### DIRECTIONS
Write out every line of the data below verbatim, with no changes.
BEGIN EXERCISE MATERIALS
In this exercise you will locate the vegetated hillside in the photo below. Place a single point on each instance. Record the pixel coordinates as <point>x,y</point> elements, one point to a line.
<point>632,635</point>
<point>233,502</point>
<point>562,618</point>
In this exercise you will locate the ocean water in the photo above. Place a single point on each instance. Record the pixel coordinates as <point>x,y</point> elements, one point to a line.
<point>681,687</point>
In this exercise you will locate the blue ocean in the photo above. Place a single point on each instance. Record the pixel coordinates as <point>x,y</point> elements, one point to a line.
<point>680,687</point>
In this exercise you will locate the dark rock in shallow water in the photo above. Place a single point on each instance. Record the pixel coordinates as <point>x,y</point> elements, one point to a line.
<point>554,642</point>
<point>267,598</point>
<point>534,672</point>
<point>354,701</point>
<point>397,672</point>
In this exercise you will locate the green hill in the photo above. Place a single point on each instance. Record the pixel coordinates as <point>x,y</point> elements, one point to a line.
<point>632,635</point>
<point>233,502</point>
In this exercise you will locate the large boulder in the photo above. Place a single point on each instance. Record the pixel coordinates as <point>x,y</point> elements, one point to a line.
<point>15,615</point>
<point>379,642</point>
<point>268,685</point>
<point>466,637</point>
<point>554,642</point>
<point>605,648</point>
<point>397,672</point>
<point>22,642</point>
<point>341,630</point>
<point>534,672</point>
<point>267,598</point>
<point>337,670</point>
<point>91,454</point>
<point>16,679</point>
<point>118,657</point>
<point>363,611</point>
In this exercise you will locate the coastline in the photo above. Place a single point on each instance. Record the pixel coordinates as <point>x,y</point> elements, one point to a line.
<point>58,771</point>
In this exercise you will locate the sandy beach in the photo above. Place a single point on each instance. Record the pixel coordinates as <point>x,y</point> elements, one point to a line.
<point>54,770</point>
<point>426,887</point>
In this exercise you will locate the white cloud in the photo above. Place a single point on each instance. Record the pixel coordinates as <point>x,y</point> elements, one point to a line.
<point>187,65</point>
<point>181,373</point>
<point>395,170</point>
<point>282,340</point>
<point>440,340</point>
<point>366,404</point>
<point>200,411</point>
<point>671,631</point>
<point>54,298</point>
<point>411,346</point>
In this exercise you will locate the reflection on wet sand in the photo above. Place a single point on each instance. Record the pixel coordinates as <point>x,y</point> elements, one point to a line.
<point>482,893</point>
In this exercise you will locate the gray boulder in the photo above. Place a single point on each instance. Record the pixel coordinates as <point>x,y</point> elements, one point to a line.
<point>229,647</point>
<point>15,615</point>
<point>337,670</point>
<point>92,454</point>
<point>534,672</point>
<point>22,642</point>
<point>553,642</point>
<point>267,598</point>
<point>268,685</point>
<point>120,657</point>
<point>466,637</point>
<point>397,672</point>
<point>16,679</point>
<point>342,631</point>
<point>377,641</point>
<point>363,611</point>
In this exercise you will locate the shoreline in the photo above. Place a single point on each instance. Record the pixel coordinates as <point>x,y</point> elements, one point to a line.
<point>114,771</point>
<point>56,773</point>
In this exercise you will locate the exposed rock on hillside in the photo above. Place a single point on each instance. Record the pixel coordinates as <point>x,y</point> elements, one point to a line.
END EXERCISE MATERIALS
### OUTPUT OF THE TASK
In this exercise you will locate the vegetated hillside in the photo below. Place a single point on each instance. Record the pixel coordinates as <point>x,y</point> elements, one point to a line.
<point>632,635</point>
<point>233,502</point>
<point>562,618</point>
In this exercise you will locate the ocean water in the photo above. Place a single point on each instance. Record the pixel coordinates as <point>x,y</point> elements, one point to a line.
<point>681,687</point>
In this exercise you will locate the blue ocean in the photo above. Place a single point on each instance. Record the pixel coordinates as <point>x,y</point> elements, one point to a line.
<point>680,687</point>
In this exercise you will locate the dark rock in shallow water in the photo above. Place a single point on each instance. Record the pixel coordinates as <point>x,y</point> elements, one point to a line.
<point>554,642</point>
<point>267,598</point>
<point>534,672</point>
<point>354,701</point>
<point>397,672</point>
In this exercise you will locate the green hill in the photo above. Place a single point on each instance. Record the pixel coordinates as <point>x,y</point> elements, one point to a line.
<point>632,635</point>
<point>233,502</point>
In this exercise you will locate the large boulder in the photo above. Place a single point on each instance. Record the pixel coordinates as <point>x,y</point> elements, one point to a line.
<point>15,615</point>
<point>379,642</point>
<point>268,685</point>
<point>466,637</point>
<point>554,642</point>
<point>605,648</point>
<point>397,672</point>
<point>22,642</point>
<point>341,630</point>
<point>534,672</point>
<point>267,598</point>
<point>337,670</point>
<point>91,454</point>
<point>16,679</point>
<point>118,657</point>
<point>363,611</point>
In this exercise you will locate the coastline in the photo above. Place a single point on each instance. Record the pixel coordinates as <point>x,y</point> elements, one point to a line.
<point>58,771</point>
In this exercise you will locate the sandy beach in the photo above. Place a single point on each instance. Record the pixel coordinates as <point>x,y</point> elements, one point to a line.
<point>54,770</point>
<point>426,887</point>
In this exercise you will locate the white cloud in the photo above. Place a single point on each instance. Record the pixel coordinates as <point>x,y</point> elements, one point to a line.
<point>187,65</point>
<point>181,373</point>
<point>395,170</point>
<point>282,340</point>
<point>440,340</point>
<point>366,404</point>
<point>200,411</point>
<point>671,631</point>
<point>54,298</point>
<point>411,346</point>
In this exercise you will locate the reflection on wet sand in the photo above. Place a single point on each instance. Record the pixel coordinates as <point>x,y</point> elements, one point to a line.
<point>482,893</point>
In this exercise you will locate the gray boulder in the photo above. Place a single point on each instance. Record the pixel coordinates as <point>x,y</point> elements, one point to a line.
<point>229,647</point>
<point>15,615</point>
<point>337,670</point>
<point>92,454</point>
<point>534,672</point>
<point>22,642</point>
<point>553,642</point>
<point>267,598</point>
<point>268,685</point>
<point>120,657</point>
<point>466,637</point>
<point>397,672</point>
<point>16,679</point>
<point>342,631</point>
<point>377,641</point>
<point>363,611</point>
In this exercise you will locate the shoreline in the photo above. Place a single point on each instance. Record the pixel coordinates as <point>x,y</point> elements, one point to a line.
<point>114,771</point>
<point>56,773</point>
In this exercise you will locate the exposed rock on hillside in the photo above. Place a single point on each instance. Record the pixel coordinates as <point>x,y</point> elements, one point to a line.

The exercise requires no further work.